▼
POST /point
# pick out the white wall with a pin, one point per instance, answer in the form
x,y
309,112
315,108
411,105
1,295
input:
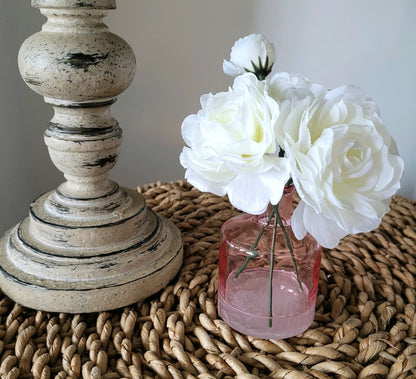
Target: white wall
x,y
369,43
179,47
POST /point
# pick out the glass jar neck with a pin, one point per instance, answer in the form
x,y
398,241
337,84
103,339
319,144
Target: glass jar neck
x,y
284,207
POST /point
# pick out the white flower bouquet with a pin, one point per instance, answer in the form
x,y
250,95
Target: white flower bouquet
x,y
266,134
267,130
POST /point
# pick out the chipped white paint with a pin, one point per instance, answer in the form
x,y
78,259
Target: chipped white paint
x,y
89,245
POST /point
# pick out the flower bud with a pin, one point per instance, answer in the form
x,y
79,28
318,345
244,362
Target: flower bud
x,y
253,53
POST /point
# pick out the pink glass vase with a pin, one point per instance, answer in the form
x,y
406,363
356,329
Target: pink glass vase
x,y
243,302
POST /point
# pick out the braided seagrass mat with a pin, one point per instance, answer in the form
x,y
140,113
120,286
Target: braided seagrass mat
x,y
364,327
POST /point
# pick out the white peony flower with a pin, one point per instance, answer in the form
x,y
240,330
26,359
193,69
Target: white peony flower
x,y
232,147
345,166
284,86
253,53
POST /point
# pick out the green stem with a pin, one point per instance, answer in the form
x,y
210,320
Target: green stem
x,y
289,245
253,251
275,211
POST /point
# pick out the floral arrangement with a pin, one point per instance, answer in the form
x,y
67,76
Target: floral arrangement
x,y
269,130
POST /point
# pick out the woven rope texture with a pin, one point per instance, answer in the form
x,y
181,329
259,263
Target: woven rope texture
x,y
364,327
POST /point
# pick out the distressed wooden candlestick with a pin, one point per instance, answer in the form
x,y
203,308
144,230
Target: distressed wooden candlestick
x,y
89,245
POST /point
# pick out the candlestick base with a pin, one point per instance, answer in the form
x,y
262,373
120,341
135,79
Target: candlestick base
x,y
48,263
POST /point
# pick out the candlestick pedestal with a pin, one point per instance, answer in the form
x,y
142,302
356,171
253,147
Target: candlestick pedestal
x,y
89,245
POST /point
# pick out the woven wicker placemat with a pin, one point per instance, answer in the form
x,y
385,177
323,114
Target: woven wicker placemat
x,y
364,327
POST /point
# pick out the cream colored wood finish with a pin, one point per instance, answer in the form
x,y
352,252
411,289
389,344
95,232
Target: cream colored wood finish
x,y
89,245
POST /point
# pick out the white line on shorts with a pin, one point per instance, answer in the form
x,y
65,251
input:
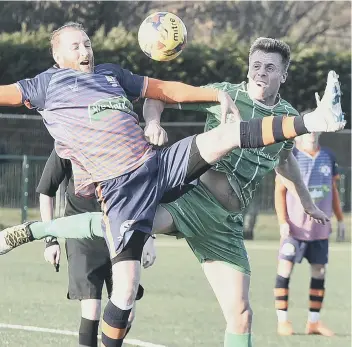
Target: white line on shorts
x,y
133,342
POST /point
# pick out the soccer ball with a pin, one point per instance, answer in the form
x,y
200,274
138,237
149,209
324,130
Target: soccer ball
x,y
162,36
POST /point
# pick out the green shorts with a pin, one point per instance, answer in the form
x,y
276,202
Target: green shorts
x,y
212,232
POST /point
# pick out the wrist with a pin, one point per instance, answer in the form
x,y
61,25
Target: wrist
x,y
152,121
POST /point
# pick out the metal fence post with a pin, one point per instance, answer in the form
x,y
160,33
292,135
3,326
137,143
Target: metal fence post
x,y
25,179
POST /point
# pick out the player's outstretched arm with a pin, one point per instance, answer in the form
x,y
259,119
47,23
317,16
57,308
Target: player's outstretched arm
x,y
10,95
281,208
290,175
176,92
336,205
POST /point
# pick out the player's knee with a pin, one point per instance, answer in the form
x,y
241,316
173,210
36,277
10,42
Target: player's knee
x,y
91,309
124,293
318,271
239,319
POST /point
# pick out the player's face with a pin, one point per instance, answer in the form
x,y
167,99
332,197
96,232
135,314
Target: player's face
x,y
265,75
74,51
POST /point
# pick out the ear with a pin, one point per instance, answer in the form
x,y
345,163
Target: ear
x,y
284,77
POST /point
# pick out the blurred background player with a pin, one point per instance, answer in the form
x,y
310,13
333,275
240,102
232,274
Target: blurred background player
x,y
301,236
89,265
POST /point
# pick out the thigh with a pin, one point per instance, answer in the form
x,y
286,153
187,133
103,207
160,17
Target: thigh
x,y
163,221
211,231
86,268
318,252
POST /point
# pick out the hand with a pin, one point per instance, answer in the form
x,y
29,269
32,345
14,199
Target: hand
x,y
284,232
340,237
155,134
149,254
228,107
316,214
52,254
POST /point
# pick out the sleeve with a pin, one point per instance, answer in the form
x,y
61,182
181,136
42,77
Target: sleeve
x,y
133,85
55,171
34,90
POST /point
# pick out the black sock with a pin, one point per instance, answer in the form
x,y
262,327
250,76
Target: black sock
x,y
88,332
316,294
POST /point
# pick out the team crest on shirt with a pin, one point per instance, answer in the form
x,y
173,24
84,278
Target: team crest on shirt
x,y
325,170
112,80
105,107
318,193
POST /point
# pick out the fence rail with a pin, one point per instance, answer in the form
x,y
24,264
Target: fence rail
x,y
20,174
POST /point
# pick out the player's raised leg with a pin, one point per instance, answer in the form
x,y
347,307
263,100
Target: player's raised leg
x,y
231,288
81,226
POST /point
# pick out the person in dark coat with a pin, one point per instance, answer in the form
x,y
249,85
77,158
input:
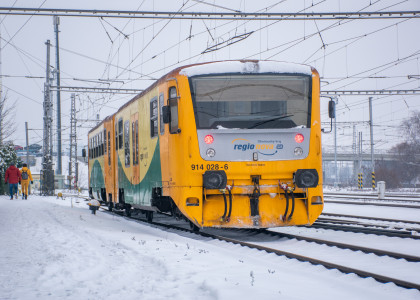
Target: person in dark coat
x,y
13,177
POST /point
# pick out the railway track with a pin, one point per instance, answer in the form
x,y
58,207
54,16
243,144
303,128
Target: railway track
x,y
372,197
303,258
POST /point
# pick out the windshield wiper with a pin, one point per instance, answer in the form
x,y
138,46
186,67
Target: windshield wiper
x,y
269,120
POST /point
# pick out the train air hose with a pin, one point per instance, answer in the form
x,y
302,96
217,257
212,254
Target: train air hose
x,y
293,206
224,213
287,204
230,205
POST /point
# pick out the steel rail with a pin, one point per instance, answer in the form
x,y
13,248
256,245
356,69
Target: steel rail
x,y
328,265
372,203
407,198
371,218
373,226
369,92
372,194
207,15
385,232
378,252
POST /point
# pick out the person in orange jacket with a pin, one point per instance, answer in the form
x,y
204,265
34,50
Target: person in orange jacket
x,y
26,176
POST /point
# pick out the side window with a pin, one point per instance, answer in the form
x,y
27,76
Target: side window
x,y
116,137
104,144
120,134
173,103
153,117
109,148
137,142
101,144
134,138
127,142
95,143
161,104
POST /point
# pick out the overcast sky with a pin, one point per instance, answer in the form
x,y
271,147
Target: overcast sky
x,y
351,55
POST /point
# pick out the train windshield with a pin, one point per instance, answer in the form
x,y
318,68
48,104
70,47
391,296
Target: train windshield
x,y
251,101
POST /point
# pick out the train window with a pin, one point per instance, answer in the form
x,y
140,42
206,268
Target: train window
x,y
120,134
95,152
161,104
104,145
109,148
97,146
173,103
116,137
133,140
153,117
101,145
127,142
252,101
137,142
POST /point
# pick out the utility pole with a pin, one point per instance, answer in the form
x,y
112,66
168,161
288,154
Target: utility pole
x,y
57,67
47,173
360,150
335,149
27,152
27,143
1,99
371,144
73,165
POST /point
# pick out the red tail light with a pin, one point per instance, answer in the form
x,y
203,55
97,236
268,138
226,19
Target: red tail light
x,y
299,138
208,139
▲
WRITTEN PROBLEM: Without including any pictures, print each record exactly.

THE SOLUTION:
POST /point
# pick out the white wall with a pin, one point per instance, answer in the form
x,y
309,112
315,108
411,105
1,295
input:
Target: white wall
x,y
369,43
179,47
POST /point
# pick out the glass jar neck with a pin, one point per instance, answer in the form
x,y
398,241
337,84
103,339
319,144
Target: glass jar neck
x,y
284,207
POST /point
# pick out the white flower bouquet with a pin, one point per instance, answer in the form
x,y
250,95
Target: white flower bouquet
x,y
266,134
267,130
POST /point
# pick out the chipped white paint with a pin, one point per instance, answer in the form
x,y
78,259
Target: chipped white paint
x,y
89,245
POST /point
# pick out the flower bud with a pin, one point per instance, answer in the form
x,y
79,28
318,345
244,362
Target: flower bud
x,y
253,53
POST /point
# pick out the pink glass vase with a pin, one point per instance, answer in the form
x,y
406,363
356,329
Target: pink glass vase
x,y
243,302
POST /point
# pick out the braided seagrass mat with a pin, one point per instance, answer in the form
x,y
140,113
120,286
Target: braided seagrass mat
x,y
364,327
POST /point
# pick out the white peony flower with a pin, one point per instance, answer in the form
x,y
240,330
26,359
193,69
Target: white peony flower
x,y
232,147
345,166
284,86
253,53
POST /point
# pick out the green stem with a pin, one point per instance, answer in the form
x,y
210,320
Target: green stem
x,y
289,245
253,251
275,211
POST /point
# pick out the floral arrangement with a pin, one point per instance, answer in the form
x,y
67,76
Target: floral arrangement
x,y
269,130
POST /point
# pick out the woven rope texture with a pin, one point per instance, answer in the form
x,y
181,329
259,263
Target: woven rope texture
x,y
364,327
POST /point
# pick out the distressed wooden candlestick with a pin, one point per instance, answer in the form
x,y
203,308
144,230
Target: distressed wooden candlestick
x,y
89,245
POST /point
# pick out the candlestick base with a pin, one point per instance, answer in the form
x,y
262,373
120,341
135,79
Target: candlestick base
x,y
48,263
POST /point
# pick out the candlestick pedestal with a pin, one point per instance, answer in the form
x,y
142,302
356,171
253,147
Target: candlestick pedestal
x,y
89,245
POST /point
# pick out the woven wicker placemat with a pin, one point per instance, answer in the form
x,y
385,177
323,114
Target: woven wicker placemat
x,y
364,327
POST /point
# pick out the cream colored wood finish with a pin, one point per instance, answer in the form
x,y
352,252
411,289
389,344
95,232
Target: cream colored wood finish
x,y
89,245
POST /point
# pick out the white line on shorts with a pin, one point per instance, answer in the form
x,y
65,251
input:
Target: white line on shorts
x,y
133,342
POST /point
# pick out the soccer ball with a pin, one point per instance, answer in the form
x,y
200,274
138,237
149,209
324,130
Target: soccer ball
x,y
162,36
POST /point
# pick out the green shorts with a pin, one point per instance, answer in the form
x,y
276,202
Target: green shorts
x,y
212,232
POST /point
# pick out the wrist with a pin, one point per instance, answer in the form
x,y
61,25
Target: wrist
x,y
152,121
POST /point
# pick out the metal fence post with a pin, one point per instance, answer in the form
x,y
160,33
292,135
3,326
137,143
Target: metal fence post
x,y
25,179
POST /point
# pick out the player's outstretched arm with a pin, one point per instance, answer in the form
x,y
259,119
47,23
317,16
57,308
Target: player's outstretched arm
x,y
10,95
281,208
290,175
176,92
336,205
POST /point
# pick out the player's knee with a pin, one point per instance, answer in the form
x,y
241,316
173,210
36,277
10,42
Target: player's knee
x,y
91,309
124,293
318,271
239,319
POST /point
# pick out the player's face with a pin, one point per instance, answer in the form
x,y
167,99
332,197
96,232
135,314
Target: player's face
x,y
265,75
74,51
POST /point
# pick out the ear with a pin, one point per instance, answer in the form
x,y
345,163
Target: ear
x,y
284,77
POST /point
# pick out the blurred background player with a pin, one point per instance, answer in the form
x,y
310,13
333,275
240,102
232,274
Target: blurred background player
x,y
301,236
89,265
POST /point
# pick out the thigh with a pin, one point per instance, answer in the form
x,y
286,153
187,133
103,207
160,17
Target: thigh
x,y
163,221
211,231
86,268
318,252
POST /point
# pick out the hand with a pin, one point per instance, answer in the form
x,y
29,269
32,345
14,199
Target: hand
x,y
284,232
340,237
155,134
149,254
228,107
316,214
52,254
POST /point
# pick out the sleeve with a pin, one point per instance, answer in the form
x,y
61,182
181,136
42,77
Target: sleeve
x,y
133,85
55,171
34,90
POST /point
# pick out the black sock with a pin, one point per instance, answer in the form
x,y
262,327
250,76
Target: black sock
x,y
88,332
316,294
POST /point
# pick out the team crest on shirt with a pin, one point per instance, answer in the form
x,y
173,24
84,278
Target: team crest on shirt
x,y
325,170
112,80
105,107
318,193
POST /point
# pick out the fence rail with a pin, one point per instance, answer in the form
x,y
24,264
Target: fence rail
x,y
20,174
POST /point
# pick out the player's raised leg with a pin, one point per instance, answer in the form
x,y
347,307
263,100
Target: player's raised leg
x,y
231,288
81,226
POST /point
# pick out the person in dark coat with a pin, one point per instance, answer in the form
x,y
249,85
77,158
input:
Target: person in dark coat
x,y
13,177
POST /point
# pick out the railway track with a pin, one point per instance, answer in the form
x,y
58,207
54,16
243,144
303,128
Target: railway track
x,y
372,197
303,258
POST /point
# pick out the windshield wiper with a pin, one point per instance, answer in the form
x,y
138,46
186,67
Target: windshield wiper
x,y
269,120
POST /point
# pick out the train air hose with a pin, one point per instance, answer in the form
x,y
302,96
217,257
212,254
Target: train air hose
x,y
293,206
224,213
287,204
230,205
POST /point
# pick out the steel rail with a pin, one point per instance, answer in the form
x,y
13,248
256,245
356,69
Target: steel rail
x,y
328,265
372,203
407,198
371,218
373,226
369,92
372,194
207,15
385,232
378,252
POST /point
# pick out the person in orange jacket with a pin, one point per instance, answer in the form
x,y
204,265
34,50
Target: person in orange jacket
x,y
26,176
POST /point
# pick out the side window with a pin, one point per instance, answer in the form
x,y
27,76
Target: side window
x,y
116,137
104,144
120,134
173,103
153,117
109,148
137,142
101,144
134,138
127,142
95,143
161,104
POST /point
# pick out the overcast sky with a pin, one point per instance, answer in the form
x,y
271,147
Target: overcast sky
x,y
351,55
POST /point
# pick out the train windshield with a pin, one point per instance, answer in the form
x,y
318,68
48,104
70,47
391,296
Target: train windshield
x,y
251,101
POST /point
# pick out the train window with a pin, one point per instance, answer in the form
x,y
140,42
206,268
Target: train window
x,y
120,134
95,152
161,104
104,145
109,148
97,146
173,103
116,137
133,140
153,117
101,145
127,142
252,101
137,142
POST /point
# pick out the utility pole with a pin, one point per instance, answer in the form
x,y
112,66
168,161
288,154
Target: utility pole
x,y
57,67
47,173
360,150
335,149
27,152
27,143
1,99
371,144
73,165
POST /point
# pick out the red tail light with a pin, one point per instance, answer in the form
x,y
203,55
97,236
268,138
226,19
Target: red tail light
x,y
299,138
208,139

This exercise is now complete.